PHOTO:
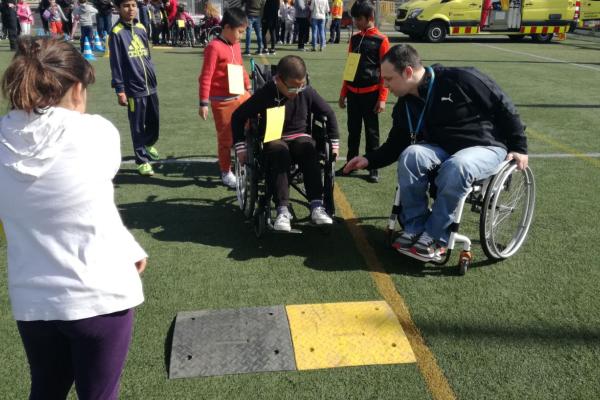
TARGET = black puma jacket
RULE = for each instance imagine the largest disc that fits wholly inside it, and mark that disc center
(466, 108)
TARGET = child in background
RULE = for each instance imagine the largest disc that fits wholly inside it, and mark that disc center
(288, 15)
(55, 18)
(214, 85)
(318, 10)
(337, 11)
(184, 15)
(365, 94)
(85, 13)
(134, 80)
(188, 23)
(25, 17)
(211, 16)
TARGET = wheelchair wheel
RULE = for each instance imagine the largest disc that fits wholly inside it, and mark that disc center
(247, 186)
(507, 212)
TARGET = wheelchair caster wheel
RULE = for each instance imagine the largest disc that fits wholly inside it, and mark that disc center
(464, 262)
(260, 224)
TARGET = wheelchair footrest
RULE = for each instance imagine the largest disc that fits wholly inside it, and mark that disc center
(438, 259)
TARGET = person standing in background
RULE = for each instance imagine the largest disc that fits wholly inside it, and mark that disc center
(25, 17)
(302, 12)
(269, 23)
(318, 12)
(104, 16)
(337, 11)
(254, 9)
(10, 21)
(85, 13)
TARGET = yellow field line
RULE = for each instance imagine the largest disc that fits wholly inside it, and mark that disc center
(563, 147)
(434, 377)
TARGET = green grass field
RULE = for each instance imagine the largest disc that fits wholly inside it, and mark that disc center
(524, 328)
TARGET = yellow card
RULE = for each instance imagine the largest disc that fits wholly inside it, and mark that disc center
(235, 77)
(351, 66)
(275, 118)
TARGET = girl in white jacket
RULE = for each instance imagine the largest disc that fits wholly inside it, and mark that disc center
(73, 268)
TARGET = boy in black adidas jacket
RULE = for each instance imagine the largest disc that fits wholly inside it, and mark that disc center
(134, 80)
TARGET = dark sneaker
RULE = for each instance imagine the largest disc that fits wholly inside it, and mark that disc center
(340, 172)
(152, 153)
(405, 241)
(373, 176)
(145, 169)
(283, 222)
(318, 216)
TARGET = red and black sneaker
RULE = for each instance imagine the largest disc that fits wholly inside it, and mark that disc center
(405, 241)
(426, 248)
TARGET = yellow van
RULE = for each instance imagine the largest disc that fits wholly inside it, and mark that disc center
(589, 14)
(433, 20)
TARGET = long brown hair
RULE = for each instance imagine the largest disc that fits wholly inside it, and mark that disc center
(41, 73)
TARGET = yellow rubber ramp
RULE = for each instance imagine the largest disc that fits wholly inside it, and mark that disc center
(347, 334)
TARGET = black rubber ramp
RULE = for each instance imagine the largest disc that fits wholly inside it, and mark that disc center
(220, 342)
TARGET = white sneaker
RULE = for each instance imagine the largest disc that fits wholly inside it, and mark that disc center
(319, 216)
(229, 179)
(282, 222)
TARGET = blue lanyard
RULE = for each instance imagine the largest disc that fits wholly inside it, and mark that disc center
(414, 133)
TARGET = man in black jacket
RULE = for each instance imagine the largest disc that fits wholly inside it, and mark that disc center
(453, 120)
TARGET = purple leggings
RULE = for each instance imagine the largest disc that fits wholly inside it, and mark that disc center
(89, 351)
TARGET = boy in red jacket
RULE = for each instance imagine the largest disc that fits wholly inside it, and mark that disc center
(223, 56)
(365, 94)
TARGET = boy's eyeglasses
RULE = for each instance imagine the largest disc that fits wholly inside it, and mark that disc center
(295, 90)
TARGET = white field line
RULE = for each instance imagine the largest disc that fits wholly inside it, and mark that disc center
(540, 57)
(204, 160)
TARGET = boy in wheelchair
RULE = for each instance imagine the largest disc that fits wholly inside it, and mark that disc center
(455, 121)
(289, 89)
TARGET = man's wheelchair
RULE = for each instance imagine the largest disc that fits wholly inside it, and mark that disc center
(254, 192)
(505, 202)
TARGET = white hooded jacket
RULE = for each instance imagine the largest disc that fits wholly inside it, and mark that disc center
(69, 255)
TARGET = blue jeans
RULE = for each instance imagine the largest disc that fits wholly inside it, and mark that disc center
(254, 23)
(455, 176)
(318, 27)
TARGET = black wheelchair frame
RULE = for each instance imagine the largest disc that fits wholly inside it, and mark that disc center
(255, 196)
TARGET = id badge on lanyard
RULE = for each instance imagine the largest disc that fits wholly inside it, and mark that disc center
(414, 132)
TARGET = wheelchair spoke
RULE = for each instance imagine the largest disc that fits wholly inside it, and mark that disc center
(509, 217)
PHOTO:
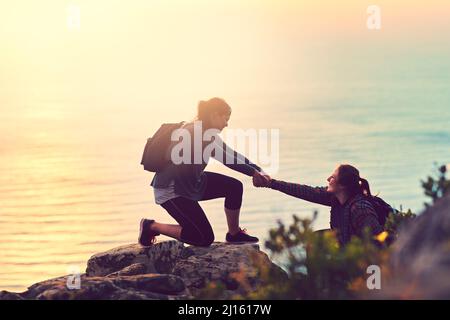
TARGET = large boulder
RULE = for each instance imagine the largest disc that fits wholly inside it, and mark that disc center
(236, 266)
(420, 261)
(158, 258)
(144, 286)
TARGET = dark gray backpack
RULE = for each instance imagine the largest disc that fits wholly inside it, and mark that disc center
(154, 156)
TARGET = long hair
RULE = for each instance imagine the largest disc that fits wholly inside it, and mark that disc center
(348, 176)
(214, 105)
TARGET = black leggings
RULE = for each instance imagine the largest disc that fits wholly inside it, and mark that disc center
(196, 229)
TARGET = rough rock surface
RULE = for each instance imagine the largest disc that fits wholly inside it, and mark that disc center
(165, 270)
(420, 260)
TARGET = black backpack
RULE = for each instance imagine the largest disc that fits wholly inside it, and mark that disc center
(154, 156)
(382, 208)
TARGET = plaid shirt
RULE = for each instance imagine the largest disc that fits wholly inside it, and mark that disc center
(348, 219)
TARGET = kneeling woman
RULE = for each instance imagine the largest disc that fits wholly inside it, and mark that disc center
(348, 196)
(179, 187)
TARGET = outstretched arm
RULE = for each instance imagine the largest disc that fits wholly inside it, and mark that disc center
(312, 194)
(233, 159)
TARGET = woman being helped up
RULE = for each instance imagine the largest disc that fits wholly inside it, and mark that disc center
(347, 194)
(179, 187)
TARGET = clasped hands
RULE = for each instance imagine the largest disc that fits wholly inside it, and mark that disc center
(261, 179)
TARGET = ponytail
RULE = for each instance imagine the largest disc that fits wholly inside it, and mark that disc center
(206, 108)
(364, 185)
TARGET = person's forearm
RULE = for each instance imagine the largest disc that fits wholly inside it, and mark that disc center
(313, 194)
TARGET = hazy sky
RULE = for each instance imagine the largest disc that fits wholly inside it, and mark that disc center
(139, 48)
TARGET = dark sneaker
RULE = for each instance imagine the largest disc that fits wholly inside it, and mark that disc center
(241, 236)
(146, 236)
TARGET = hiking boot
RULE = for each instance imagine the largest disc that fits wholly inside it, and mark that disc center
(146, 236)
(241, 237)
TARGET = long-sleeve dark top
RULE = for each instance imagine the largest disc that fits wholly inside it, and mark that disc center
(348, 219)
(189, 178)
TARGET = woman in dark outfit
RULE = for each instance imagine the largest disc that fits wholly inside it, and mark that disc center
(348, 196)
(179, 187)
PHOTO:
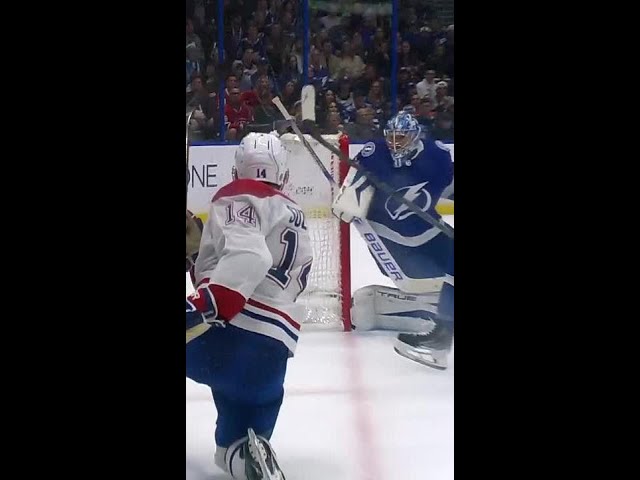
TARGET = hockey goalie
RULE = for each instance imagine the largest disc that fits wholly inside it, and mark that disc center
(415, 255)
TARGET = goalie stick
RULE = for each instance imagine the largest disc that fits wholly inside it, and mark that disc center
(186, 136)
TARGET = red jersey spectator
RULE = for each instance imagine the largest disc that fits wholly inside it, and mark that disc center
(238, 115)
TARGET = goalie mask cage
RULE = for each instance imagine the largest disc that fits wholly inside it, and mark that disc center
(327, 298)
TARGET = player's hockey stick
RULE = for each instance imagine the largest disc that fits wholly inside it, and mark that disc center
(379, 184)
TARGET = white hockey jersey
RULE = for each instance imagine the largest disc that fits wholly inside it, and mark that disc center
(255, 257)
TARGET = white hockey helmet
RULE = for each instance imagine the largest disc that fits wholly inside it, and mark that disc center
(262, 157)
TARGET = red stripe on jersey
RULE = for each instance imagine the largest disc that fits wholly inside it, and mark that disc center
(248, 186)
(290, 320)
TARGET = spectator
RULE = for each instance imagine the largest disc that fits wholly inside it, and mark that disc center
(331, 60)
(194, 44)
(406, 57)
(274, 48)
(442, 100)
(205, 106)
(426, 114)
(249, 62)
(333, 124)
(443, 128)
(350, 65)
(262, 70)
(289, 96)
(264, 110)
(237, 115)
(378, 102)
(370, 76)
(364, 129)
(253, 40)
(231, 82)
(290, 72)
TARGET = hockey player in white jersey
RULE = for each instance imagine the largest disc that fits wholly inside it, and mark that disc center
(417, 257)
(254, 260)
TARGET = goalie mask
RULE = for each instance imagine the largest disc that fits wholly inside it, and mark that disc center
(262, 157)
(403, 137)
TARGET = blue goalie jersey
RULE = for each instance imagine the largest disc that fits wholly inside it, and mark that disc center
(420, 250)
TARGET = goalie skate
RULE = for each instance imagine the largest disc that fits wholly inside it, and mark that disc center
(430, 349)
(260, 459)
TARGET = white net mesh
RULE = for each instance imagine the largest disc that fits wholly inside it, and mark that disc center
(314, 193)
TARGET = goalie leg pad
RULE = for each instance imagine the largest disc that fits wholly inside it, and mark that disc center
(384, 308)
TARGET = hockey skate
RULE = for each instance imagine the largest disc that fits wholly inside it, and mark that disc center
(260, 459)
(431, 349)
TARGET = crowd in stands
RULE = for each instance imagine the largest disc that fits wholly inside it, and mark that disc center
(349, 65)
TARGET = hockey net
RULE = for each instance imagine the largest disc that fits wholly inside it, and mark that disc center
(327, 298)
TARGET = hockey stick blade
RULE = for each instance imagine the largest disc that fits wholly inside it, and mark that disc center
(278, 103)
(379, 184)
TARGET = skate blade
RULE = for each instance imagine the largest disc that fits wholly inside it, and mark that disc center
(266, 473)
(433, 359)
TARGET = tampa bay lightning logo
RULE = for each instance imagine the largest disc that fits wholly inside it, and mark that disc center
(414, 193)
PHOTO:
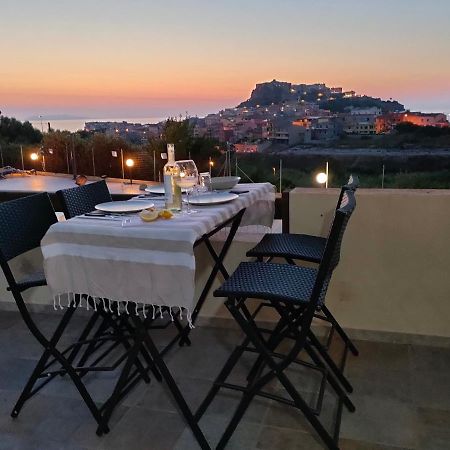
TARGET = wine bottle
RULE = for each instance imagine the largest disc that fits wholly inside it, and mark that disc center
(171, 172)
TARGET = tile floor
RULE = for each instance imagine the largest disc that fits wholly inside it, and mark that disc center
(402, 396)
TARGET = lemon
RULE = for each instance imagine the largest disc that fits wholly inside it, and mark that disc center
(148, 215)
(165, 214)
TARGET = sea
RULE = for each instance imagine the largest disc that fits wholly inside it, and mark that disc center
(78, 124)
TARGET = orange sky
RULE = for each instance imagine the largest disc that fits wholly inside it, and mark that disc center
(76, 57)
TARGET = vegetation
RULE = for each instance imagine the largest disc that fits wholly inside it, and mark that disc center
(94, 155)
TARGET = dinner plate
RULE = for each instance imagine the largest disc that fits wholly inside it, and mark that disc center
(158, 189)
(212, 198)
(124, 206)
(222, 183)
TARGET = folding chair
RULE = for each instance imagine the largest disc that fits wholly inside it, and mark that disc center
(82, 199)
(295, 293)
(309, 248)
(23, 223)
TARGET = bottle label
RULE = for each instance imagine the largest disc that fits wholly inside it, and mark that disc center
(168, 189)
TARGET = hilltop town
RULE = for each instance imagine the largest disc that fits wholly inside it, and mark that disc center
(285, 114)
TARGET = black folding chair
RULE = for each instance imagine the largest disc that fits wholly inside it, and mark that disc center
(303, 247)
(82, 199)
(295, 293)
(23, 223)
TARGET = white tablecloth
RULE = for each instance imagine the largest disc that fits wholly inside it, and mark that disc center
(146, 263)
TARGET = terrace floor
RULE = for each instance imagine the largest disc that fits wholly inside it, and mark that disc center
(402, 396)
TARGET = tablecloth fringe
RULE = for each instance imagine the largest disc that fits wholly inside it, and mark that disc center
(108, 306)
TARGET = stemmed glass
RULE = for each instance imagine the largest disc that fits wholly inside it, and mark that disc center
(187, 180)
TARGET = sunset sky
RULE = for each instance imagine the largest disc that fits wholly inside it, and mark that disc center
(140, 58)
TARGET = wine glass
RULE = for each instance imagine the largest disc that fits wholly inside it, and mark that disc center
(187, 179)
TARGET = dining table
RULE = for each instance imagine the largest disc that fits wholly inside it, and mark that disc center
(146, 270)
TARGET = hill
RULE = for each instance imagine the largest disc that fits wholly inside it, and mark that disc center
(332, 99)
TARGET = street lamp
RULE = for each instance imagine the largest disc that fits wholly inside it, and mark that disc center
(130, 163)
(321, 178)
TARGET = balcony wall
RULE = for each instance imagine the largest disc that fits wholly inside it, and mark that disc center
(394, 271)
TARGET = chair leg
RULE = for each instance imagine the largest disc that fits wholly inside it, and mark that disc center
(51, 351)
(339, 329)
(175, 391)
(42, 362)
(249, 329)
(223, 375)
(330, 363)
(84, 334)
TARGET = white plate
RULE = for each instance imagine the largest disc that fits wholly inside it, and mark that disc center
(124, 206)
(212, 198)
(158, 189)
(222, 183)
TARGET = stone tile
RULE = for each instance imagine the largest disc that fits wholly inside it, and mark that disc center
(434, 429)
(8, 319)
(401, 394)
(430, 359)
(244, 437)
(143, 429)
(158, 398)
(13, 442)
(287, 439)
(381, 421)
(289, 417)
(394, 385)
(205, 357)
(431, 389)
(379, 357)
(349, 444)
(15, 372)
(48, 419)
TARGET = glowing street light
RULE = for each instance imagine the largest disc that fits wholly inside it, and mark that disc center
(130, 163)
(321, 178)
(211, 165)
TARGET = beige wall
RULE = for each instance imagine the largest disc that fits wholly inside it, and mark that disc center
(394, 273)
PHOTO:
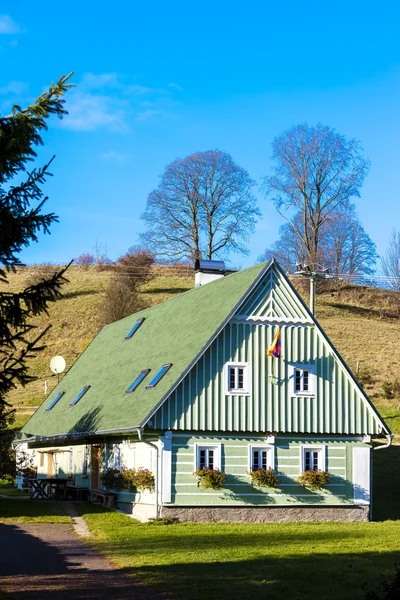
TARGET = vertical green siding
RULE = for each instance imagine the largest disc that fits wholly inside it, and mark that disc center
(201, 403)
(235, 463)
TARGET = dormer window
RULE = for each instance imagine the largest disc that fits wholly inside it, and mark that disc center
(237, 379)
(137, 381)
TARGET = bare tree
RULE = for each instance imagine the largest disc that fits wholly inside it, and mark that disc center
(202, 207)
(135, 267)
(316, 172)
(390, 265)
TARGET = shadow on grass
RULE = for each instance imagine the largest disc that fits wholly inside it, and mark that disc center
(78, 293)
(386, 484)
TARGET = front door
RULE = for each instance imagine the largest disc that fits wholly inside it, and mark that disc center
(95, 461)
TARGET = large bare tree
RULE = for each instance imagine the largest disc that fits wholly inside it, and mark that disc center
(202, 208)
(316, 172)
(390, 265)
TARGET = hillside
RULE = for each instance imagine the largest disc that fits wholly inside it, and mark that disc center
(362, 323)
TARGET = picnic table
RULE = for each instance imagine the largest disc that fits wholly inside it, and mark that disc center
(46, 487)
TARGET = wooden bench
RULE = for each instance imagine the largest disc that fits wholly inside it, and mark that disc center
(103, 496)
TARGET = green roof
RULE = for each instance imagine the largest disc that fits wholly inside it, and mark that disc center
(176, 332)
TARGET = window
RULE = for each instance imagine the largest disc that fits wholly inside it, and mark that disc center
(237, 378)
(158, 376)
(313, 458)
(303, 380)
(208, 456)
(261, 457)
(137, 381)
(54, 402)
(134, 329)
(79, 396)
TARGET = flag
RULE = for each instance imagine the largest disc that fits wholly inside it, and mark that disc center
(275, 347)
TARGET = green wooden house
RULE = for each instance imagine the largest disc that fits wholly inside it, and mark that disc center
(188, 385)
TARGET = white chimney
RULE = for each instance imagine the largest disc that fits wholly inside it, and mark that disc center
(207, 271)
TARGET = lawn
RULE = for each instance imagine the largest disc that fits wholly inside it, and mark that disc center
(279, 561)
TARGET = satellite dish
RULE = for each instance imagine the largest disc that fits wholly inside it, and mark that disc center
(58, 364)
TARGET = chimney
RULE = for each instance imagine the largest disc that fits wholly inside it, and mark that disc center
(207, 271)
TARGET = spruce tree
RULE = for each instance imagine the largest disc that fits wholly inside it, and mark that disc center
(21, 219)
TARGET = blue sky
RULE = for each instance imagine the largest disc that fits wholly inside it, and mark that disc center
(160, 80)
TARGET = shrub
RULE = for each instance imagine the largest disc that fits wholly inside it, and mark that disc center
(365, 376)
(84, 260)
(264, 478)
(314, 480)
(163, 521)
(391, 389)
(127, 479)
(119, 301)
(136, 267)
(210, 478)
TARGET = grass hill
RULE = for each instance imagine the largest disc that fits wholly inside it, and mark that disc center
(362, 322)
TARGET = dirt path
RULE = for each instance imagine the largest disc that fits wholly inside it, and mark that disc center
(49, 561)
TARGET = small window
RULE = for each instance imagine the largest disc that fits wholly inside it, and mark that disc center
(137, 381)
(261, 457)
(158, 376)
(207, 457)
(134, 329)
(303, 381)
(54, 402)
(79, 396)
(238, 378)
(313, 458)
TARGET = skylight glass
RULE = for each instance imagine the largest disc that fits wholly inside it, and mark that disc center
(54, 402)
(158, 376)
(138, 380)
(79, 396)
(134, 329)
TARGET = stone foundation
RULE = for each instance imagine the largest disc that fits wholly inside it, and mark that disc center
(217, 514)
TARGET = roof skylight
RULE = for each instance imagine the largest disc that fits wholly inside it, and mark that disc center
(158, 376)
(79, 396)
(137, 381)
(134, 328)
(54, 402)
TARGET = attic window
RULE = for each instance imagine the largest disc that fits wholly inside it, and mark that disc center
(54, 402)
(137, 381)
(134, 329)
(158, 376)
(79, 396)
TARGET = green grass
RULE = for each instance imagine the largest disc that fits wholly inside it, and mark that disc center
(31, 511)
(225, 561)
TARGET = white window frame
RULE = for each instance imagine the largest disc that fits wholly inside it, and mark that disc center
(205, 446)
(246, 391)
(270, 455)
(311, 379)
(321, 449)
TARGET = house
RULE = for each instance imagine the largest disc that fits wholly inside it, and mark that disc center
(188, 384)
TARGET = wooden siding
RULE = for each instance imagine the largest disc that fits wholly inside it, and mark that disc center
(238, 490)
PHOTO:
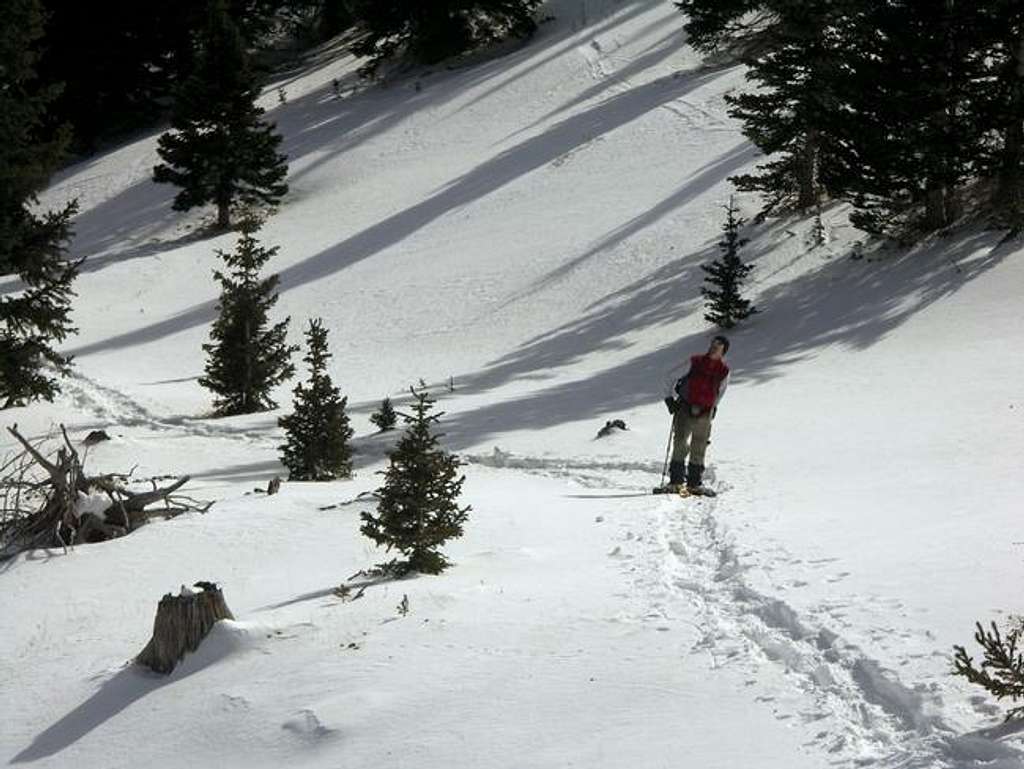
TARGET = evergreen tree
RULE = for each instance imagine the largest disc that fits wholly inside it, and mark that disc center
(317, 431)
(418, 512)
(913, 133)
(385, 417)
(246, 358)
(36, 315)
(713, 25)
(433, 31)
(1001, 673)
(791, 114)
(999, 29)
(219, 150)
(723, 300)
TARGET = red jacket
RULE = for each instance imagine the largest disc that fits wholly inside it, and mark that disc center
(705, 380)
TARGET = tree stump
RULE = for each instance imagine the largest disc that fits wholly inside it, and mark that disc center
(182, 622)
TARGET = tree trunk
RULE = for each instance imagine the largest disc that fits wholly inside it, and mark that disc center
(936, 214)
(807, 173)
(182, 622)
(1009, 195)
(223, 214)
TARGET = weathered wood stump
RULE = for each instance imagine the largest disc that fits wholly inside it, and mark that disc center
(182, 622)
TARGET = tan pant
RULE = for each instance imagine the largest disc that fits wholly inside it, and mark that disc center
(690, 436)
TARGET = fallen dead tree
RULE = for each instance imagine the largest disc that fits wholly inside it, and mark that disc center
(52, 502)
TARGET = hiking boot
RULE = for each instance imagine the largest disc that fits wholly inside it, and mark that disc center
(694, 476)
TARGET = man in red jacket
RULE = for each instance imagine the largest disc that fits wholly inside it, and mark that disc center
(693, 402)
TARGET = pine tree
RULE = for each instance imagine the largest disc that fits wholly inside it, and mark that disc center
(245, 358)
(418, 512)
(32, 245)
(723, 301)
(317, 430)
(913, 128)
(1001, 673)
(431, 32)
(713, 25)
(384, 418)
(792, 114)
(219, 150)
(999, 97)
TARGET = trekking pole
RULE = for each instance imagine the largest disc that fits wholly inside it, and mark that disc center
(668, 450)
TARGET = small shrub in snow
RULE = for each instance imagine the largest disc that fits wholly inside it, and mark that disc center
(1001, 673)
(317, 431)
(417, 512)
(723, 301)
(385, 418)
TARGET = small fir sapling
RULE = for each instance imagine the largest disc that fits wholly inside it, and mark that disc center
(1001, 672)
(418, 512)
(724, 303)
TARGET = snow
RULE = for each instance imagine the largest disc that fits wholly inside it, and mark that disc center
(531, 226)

━━━━

[Stated task]
From the line holding "TARGET = fallen dead tree" down to the final line above, quote every line exactly and only those lines.

[Solution for this problem]
TARGET = fallen dead tree
RULE = for each instance imagine the largest disc that fits wholly inside it, and mark that disc center
(52, 502)
TARGET = hiking boot
RULE = for each instance imagine the largest disc that fits wholly inside it, and mark that disc center
(694, 476)
TARGET = man in red jacket
RULE = for each instance imagine the largest disc that fits wholly inside it, and mark that disc center
(693, 402)
TARGET = pine tree
RULE = for each instance imagine the largest disc that fits wholly inside it, and mark that disc center
(245, 358)
(418, 512)
(32, 245)
(723, 301)
(317, 430)
(913, 128)
(1001, 673)
(431, 32)
(713, 25)
(384, 418)
(792, 114)
(219, 150)
(999, 97)
TARGET = trekking pole
RULE = for each instance imagine the largest disc that fits wholly inside it, and mark that disc center
(668, 450)
TARGET = small shrub in snow
RULE = for each instance imagine the largest disc that fits wholly inside it, and mark that disc center
(1001, 673)
(317, 431)
(417, 512)
(723, 301)
(385, 418)
TARGET = small fir sapling
RULE = for each instance imagine the largest disc that fits wholly inside it, and mark that disc center
(1001, 672)
(418, 512)
(724, 303)
TARGET = snow
RULE = for each instance imagine the largest disc that fits wholly inside it, and mark that disc center
(531, 226)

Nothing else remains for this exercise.